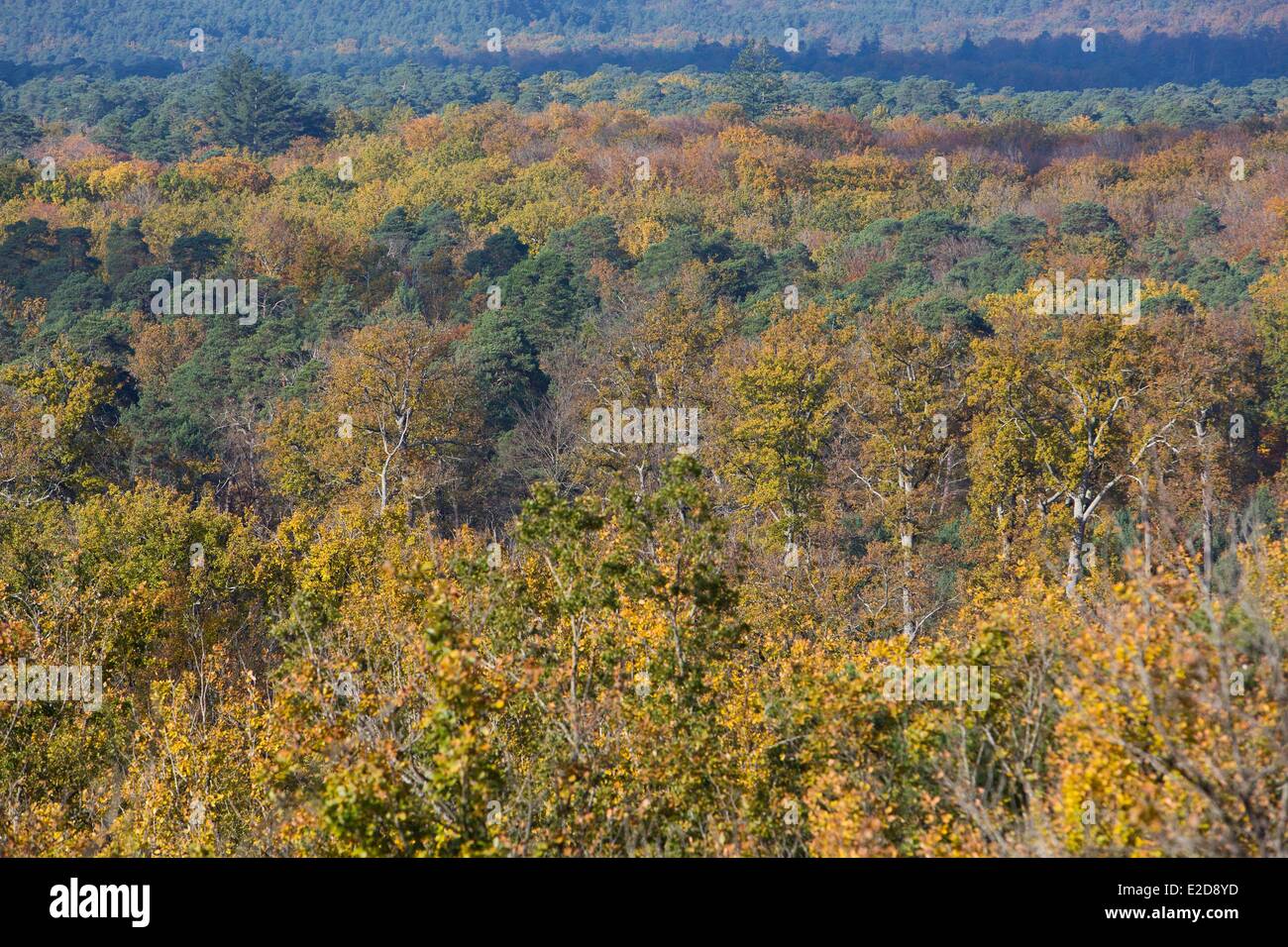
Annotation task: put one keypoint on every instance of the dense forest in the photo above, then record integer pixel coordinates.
(342, 31)
(587, 455)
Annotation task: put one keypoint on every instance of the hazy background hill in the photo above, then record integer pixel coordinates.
(112, 31)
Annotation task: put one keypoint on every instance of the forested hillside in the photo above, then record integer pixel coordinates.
(98, 30)
(566, 474)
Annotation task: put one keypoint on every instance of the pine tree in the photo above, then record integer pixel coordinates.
(756, 81)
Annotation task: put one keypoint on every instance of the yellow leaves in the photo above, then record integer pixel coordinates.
(227, 172)
(117, 180)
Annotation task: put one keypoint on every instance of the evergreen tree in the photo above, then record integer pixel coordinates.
(756, 81)
(256, 108)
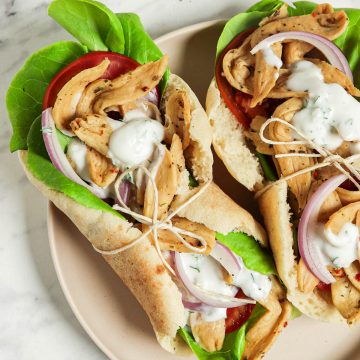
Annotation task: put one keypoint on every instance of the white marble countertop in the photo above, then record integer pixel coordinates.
(35, 319)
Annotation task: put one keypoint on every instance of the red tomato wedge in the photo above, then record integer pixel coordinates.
(236, 317)
(119, 64)
(237, 101)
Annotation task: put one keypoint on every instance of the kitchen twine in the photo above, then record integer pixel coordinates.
(155, 224)
(329, 158)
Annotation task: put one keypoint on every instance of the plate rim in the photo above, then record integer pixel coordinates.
(51, 208)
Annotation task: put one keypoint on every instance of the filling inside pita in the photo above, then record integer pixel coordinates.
(315, 111)
(117, 127)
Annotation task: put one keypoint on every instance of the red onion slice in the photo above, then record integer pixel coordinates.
(329, 49)
(57, 155)
(207, 297)
(308, 220)
(226, 258)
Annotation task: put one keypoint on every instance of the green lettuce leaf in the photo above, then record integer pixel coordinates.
(41, 167)
(97, 28)
(254, 256)
(25, 94)
(234, 343)
(138, 43)
(266, 5)
(238, 24)
(91, 22)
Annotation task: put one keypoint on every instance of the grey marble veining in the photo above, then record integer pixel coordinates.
(35, 320)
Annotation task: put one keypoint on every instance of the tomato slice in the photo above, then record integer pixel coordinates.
(119, 64)
(236, 317)
(237, 101)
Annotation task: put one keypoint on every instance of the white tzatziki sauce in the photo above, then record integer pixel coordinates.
(76, 152)
(134, 142)
(207, 273)
(330, 115)
(337, 250)
(253, 284)
(271, 58)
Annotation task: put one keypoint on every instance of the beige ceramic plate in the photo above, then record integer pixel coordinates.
(105, 307)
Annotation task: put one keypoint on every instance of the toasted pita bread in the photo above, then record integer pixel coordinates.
(198, 155)
(140, 267)
(274, 201)
(230, 143)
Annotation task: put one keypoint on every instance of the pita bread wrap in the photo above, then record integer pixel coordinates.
(141, 269)
(253, 108)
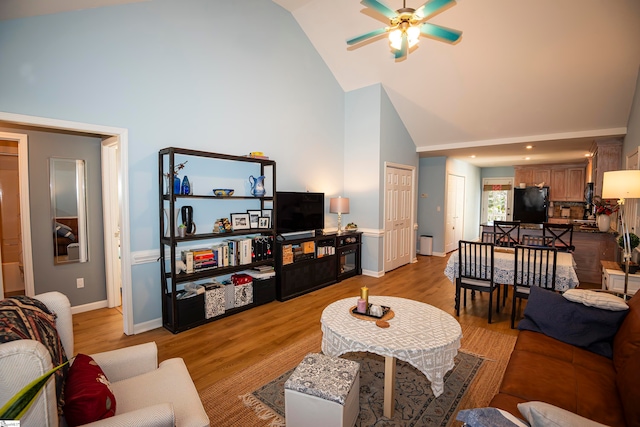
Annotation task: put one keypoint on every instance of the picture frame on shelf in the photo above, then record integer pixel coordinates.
(267, 213)
(254, 215)
(240, 221)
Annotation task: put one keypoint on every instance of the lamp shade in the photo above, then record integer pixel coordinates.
(339, 205)
(621, 184)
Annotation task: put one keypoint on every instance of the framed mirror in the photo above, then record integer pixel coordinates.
(67, 183)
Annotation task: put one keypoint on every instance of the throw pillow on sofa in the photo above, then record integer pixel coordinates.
(573, 323)
(601, 300)
(87, 392)
(540, 414)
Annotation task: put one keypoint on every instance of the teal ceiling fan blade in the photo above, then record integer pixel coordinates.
(439, 32)
(380, 8)
(367, 36)
(404, 47)
(429, 8)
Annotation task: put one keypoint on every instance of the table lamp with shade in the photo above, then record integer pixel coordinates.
(339, 205)
(622, 185)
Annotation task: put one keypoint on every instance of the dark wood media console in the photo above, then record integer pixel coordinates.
(307, 263)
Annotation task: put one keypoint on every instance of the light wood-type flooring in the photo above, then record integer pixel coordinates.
(223, 347)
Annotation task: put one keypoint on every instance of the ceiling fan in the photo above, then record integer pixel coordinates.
(407, 24)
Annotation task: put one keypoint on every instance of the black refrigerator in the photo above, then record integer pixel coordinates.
(530, 204)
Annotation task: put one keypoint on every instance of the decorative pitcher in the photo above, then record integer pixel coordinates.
(257, 186)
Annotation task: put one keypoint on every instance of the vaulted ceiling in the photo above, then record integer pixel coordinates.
(552, 73)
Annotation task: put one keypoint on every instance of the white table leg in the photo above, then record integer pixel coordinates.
(389, 385)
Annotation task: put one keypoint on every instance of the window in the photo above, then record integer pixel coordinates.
(496, 199)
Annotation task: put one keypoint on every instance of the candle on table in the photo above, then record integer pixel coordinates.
(364, 294)
(362, 306)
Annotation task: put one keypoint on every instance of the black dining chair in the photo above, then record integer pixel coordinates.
(475, 272)
(534, 266)
(488, 237)
(507, 233)
(536, 240)
(561, 234)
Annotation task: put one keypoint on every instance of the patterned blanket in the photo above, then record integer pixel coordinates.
(22, 317)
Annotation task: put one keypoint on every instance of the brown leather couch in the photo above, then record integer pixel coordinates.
(595, 387)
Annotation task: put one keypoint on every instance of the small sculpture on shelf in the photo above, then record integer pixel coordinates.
(352, 226)
(222, 225)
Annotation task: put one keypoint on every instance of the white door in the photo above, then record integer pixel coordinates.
(398, 217)
(455, 212)
(111, 214)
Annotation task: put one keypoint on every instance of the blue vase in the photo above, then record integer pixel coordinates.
(257, 186)
(176, 184)
(186, 187)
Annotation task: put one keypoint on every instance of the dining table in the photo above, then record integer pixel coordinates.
(504, 265)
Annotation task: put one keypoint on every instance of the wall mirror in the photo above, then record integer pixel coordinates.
(67, 183)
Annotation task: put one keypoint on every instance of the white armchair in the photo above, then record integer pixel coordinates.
(147, 394)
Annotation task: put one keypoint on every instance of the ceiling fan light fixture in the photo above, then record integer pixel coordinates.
(413, 34)
(395, 39)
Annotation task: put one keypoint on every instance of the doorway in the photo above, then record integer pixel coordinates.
(454, 223)
(11, 273)
(398, 216)
(118, 138)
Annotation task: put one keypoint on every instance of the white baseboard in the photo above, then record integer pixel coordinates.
(147, 326)
(88, 307)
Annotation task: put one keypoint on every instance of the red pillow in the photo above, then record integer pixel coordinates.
(87, 393)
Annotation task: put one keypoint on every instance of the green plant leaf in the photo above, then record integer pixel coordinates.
(19, 404)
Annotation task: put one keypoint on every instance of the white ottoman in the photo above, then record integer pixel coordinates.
(323, 391)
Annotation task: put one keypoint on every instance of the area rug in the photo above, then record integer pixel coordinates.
(225, 408)
(415, 403)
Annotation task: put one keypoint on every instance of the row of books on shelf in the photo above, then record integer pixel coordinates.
(229, 253)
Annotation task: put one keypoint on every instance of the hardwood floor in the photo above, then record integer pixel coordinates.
(220, 348)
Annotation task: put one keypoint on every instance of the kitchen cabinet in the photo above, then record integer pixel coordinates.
(607, 157)
(613, 278)
(575, 184)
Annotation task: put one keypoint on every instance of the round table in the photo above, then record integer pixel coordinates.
(420, 334)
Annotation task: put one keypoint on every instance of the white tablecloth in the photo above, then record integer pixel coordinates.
(420, 334)
(503, 264)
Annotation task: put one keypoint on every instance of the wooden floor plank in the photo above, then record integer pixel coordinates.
(218, 349)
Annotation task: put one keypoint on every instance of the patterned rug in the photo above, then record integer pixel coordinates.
(415, 403)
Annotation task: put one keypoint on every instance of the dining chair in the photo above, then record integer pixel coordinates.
(488, 237)
(475, 272)
(533, 266)
(562, 235)
(505, 231)
(536, 240)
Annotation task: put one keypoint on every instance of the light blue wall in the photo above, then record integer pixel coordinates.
(497, 172)
(180, 73)
(362, 173)
(632, 139)
(374, 134)
(431, 184)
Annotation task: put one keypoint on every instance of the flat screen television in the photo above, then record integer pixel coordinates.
(530, 204)
(299, 211)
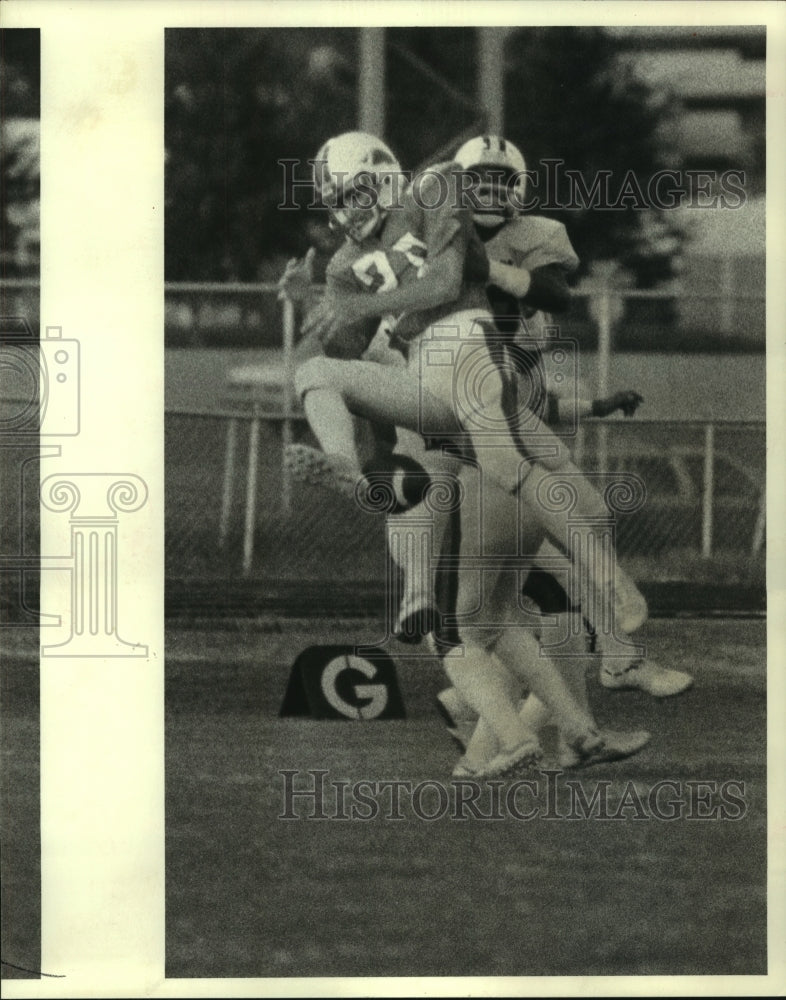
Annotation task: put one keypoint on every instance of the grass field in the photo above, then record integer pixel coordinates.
(250, 894)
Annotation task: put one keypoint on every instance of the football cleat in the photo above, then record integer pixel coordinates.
(454, 709)
(311, 466)
(643, 675)
(509, 763)
(415, 621)
(461, 734)
(463, 770)
(396, 483)
(611, 746)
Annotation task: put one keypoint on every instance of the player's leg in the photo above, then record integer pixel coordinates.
(471, 667)
(415, 537)
(483, 397)
(620, 670)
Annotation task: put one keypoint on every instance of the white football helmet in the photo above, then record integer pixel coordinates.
(502, 179)
(357, 177)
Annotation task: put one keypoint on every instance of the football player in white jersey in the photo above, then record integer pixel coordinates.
(529, 257)
(377, 271)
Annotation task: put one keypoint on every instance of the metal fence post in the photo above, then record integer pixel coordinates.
(229, 476)
(761, 525)
(251, 492)
(708, 494)
(287, 425)
(604, 363)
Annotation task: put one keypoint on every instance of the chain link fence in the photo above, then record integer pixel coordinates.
(231, 515)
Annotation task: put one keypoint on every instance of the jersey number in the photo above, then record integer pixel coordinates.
(374, 270)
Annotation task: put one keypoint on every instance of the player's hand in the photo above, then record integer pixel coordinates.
(297, 280)
(628, 401)
(331, 315)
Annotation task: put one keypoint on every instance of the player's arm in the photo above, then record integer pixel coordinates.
(543, 288)
(562, 409)
(440, 283)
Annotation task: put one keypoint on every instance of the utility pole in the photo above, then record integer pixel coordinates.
(371, 90)
(491, 77)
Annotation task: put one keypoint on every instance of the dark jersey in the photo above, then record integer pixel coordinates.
(428, 219)
(537, 244)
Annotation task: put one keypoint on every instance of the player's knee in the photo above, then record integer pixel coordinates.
(477, 638)
(316, 373)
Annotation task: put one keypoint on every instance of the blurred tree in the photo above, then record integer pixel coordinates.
(238, 101)
(571, 97)
(20, 96)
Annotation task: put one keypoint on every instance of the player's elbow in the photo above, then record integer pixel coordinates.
(446, 279)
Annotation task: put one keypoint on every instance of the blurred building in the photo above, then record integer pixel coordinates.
(714, 79)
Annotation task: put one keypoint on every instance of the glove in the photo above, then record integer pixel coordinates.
(628, 401)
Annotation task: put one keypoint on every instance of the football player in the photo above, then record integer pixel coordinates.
(529, 259)
(378, 271)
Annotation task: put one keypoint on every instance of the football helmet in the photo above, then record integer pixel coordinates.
(502, 179)
(357, 177)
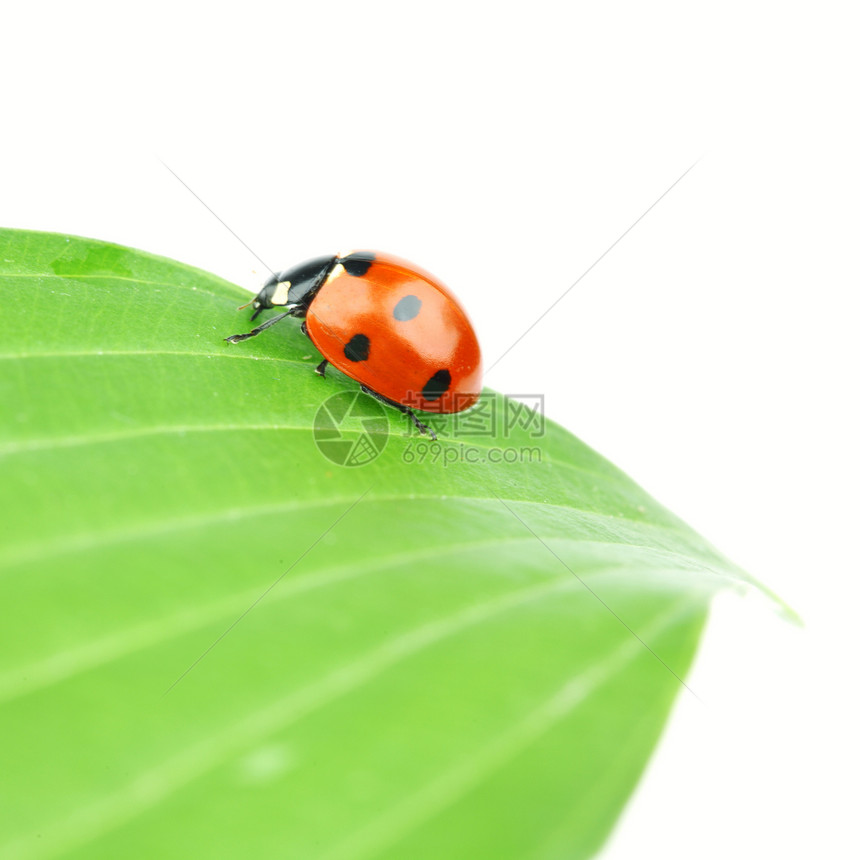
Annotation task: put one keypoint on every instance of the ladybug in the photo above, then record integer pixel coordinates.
(389, 325)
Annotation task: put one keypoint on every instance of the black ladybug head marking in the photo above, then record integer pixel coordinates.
(407, 308)
(358, 348)
(358, 263)
(437, 385)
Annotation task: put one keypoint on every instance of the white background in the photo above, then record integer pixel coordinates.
(711, 354)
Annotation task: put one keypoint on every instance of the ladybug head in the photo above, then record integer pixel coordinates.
(293, 288)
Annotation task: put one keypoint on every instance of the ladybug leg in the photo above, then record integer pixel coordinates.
(238, 338)
(422, 427)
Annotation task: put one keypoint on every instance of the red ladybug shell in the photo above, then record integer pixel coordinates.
(399, 331)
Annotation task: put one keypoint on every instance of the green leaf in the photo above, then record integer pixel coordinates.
(217, 642)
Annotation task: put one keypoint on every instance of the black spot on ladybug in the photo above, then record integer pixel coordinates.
(358, 348)
(407, 308)
(358, 264)
(437, 385)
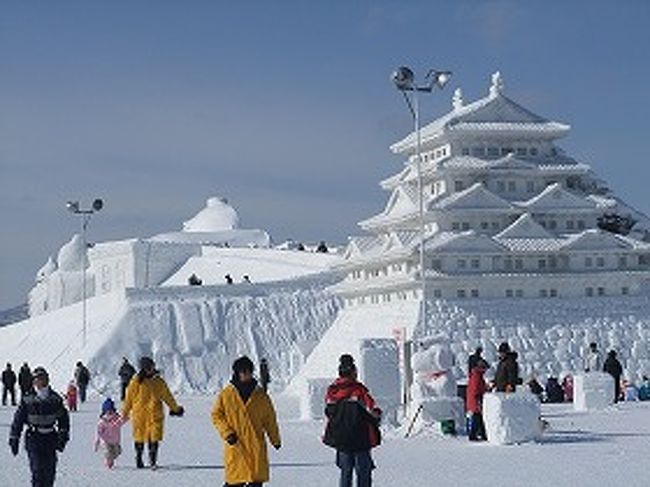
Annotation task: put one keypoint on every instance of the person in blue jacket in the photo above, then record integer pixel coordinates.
(48, 429)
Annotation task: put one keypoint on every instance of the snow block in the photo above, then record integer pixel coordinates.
(592, 391)
(379, 369)
(316, 391)
(511, 418)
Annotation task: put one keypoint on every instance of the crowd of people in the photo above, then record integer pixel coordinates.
(243, 414)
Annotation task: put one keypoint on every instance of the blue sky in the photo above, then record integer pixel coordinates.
(283, 107)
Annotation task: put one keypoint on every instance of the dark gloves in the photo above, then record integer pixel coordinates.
(13, 444)
(179, 412)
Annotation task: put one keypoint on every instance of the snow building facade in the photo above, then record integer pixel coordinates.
(508, 214)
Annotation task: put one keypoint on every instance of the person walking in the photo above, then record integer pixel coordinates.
(108, 435)
(506, 377)
(614, 368)
(82, 378)
(8, 385)
(25, 380)
(593, 359)
(474, 359)
(126, 373)
(143, 404)
(265, 375)
(476, 389)
(244, 417)
(352, 424)
(48, 429)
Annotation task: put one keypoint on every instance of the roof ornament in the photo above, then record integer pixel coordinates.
(457, 100)
(497, 84)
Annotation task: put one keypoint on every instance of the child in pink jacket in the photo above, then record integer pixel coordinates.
(108, 432)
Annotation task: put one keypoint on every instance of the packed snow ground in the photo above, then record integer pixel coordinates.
(598, 448)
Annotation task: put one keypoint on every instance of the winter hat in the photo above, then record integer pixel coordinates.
(108, 405)
(40, 372)
(504, 347)
(346, 365)
(146, 362)
(243, 364)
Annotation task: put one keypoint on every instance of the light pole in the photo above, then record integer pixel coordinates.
(74, 207)
(404, 80)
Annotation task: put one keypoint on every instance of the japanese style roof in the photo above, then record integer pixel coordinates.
(495, 112)
(555, 197)
(474, 197)
(524, 227)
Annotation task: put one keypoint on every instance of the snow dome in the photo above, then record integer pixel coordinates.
(217, 216)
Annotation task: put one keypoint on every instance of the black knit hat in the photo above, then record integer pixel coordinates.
(40, 372)
(346, 365)
(243, 364)
(146, 362)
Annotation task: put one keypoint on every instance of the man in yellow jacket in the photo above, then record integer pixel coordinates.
(143, 404)
(242, 414)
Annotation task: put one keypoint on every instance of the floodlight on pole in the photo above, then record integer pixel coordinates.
(75, 207)
(404, 80)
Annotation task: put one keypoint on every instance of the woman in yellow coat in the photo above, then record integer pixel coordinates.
(243, 414)
(144, 406)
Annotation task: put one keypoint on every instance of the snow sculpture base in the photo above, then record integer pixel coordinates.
(592, 391)
(511, 418)
(379, 368)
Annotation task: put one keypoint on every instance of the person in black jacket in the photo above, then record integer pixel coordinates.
(25, 380)
(352, 424)
(474, 359)
(265, 375)
(126, 373)
(614, 368)
(8, 385)
(82, 378)
(506, 377)
(48, 429)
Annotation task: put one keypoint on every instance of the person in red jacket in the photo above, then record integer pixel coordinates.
(352, 424)
(476, 389)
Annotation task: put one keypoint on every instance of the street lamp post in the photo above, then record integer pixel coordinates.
(404, 80)
(85, 214)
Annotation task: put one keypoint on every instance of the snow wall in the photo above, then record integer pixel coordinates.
(193, 333)
(550, 336)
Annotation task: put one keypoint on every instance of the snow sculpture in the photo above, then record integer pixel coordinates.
(217, 216)
(72, 255)
(434, 389)
(592, 391)
(48, 268)
(511, 418)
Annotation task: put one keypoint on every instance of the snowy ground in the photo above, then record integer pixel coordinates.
(604, 448)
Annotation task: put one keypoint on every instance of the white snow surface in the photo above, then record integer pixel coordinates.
(193, 333)
(596, 449)
(260, 265)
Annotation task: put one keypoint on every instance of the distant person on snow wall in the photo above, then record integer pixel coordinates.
(506, 377)
(126, 373)
(614, 368)
(82, 378)
(352, 424)
(8, 385)
(593, 359)
(25, 380)
(144, 406)
(48, 429)
(244, 417)
(476, 389)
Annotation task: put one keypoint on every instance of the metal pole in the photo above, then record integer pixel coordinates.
(416, 118)
(84, 224)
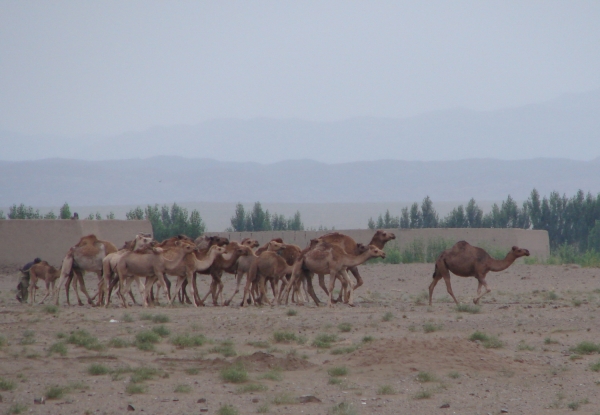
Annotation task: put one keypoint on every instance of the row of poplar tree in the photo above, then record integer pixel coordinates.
(572, 221)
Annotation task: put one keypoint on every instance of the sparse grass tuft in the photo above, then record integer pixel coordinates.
(135, 389)
(425, 377)
(338, 371)
(186, 340)
(234, 374)
(55, 392)
(182, 389)
(387, 316)
(586, 348)
(7, 385)
(82, 338)
(118, 343)
(431, 327)
(51, 309)
(161, 330)
(343, 408)
(386, 390)
(284, 337)
(97, 369)
(273, 374)
(58, 347)
(251, 387)
(16, 408)
(324, 340)
(283, 398)
(345, 327)
(468, 308)
(227, 410)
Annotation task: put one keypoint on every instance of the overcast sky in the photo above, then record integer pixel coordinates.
(105, 67)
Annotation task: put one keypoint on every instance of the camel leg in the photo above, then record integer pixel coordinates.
(482, 284)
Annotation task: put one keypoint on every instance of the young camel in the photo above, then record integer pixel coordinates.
(42, 272)
(331, 259)
(466, 260)
(379, 239)
(86, 256)
(150, 262)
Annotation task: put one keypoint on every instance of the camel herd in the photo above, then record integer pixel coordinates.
(286, 267)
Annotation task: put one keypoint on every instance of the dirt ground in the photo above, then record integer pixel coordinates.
(395, 355)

::::

Written task: Please reproduce, with no changes, everything from the line containing "of the overcast" down to the final line of the entries, both ends included.

Exercise solution:
Annotation task: put one keypoint on every instance of the overcast sky in the photo above, then record integer pixel coordinates.
(105, 67)
Annotation task: put one keypoint on every instance of the camel leg in the photo above, then record integer pixel coordinates.
(482, 284)
Annotation task: put one keypoint on every instance of the young camel in the photo above, then record integer pixel coordinates.
(42, 272)
(331, 259)
(466, 260)
(379, 239)
(86, 256)
(150, 262)
Annotation task: put one keypoint on every instance of the camel herd in the photo above, then record integer pixel coordinates.
(286, 267)
Annotation task: put one keypoint on every instance of the dirt ground in the photo above, then record integer pixel coordinates.
(395, 355)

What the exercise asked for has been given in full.